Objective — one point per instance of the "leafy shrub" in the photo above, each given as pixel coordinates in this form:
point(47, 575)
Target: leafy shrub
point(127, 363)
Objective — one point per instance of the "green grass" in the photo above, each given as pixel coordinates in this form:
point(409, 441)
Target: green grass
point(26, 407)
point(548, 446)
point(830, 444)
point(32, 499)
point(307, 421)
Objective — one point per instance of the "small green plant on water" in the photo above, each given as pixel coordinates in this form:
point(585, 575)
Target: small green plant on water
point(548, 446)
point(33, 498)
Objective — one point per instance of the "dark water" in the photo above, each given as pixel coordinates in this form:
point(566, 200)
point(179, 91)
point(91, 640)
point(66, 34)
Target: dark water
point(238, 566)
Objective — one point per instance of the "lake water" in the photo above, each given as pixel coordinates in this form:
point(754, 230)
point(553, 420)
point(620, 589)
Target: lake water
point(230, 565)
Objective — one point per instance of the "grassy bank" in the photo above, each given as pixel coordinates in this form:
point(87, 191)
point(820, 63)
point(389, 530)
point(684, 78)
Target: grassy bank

AIM OF THE TASK: Write out all of the material above again, requests included, but add 149 to both pixel coordinates in every answer point. Leave the requests and their sample points unchanged.

TASK OUTPUT:
Objective — one point per instance of the "leafy shrub" in the photo above, each given as pixel coordinates in this form:
point(47, 575)
Target: leafy shrub
point(276, 512)
Objective — one point per instance of the "green grass" in the photo above, each given as pixel coordinates in this form:
point(409, 441)
Target: green grass
point(175, 556)
point(697, 595)
point(979, 593)
point(181, 648)
point(456, 570)
Objective — one point per instance of the "small green plant on water" in the photo above, each given as pixel coordinates in this form:
point(585, 575)
Target: small green plant on water
point(697, 595)
point(182, 647)
Objective — one point per instance of the "dark water" in the photo above, each given as pixel coordinates in this form:
point(566, 200)
point(179, 91)
point(91, 640)
point(66, 34)
Target: dark water
point(387, 715)
Objective — one point per instance of the "lake water" in the photo above, each given as pixel coordinates in this form:
point(754, 230)
point(553, 420)
point(620, 589)
Target: lake water
point(379, 714)
Objective — one point per instance of the "grassy bank" in the photo above, each given as pixel coordinates in this form:
point(87, 191)
point(820, 63)
point(389, 530)
point(684, 78)
Target: grassy bank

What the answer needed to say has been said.